WHAT TO PRODUCE: All lines in the data below carrying the string "combine" are to be located and copied.

═════ RECORDS SUPPLIED ═════

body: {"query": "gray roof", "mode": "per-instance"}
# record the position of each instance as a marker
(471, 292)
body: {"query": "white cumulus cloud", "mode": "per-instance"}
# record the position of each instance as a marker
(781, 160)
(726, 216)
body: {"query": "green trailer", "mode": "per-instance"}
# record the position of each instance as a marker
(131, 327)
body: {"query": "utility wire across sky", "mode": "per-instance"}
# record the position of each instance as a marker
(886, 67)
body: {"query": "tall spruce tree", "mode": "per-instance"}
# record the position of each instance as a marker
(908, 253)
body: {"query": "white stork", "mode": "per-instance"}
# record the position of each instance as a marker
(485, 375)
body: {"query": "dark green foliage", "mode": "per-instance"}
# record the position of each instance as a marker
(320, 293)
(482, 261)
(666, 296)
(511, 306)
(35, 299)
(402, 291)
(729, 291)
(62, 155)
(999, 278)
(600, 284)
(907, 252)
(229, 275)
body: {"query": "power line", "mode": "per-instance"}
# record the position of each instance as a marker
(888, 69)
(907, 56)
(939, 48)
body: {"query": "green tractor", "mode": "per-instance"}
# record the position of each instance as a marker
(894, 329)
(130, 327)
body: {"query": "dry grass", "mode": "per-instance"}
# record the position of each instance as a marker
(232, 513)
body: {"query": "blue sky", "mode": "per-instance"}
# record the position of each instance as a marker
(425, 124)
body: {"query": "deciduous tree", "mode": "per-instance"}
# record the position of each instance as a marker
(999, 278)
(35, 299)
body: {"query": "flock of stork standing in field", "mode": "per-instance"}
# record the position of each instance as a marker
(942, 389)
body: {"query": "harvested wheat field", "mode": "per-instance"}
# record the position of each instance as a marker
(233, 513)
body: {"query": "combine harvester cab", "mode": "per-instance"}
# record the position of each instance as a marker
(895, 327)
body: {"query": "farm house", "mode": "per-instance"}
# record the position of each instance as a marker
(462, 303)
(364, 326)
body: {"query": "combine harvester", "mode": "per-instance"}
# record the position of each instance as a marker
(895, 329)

═════

RESPONSE FOR THIS EXERCISE:
body: {"query": "combine harvester cab", "mode": "per-instance"}
body: {"query": "combine harvester", "mode": "per-instance"}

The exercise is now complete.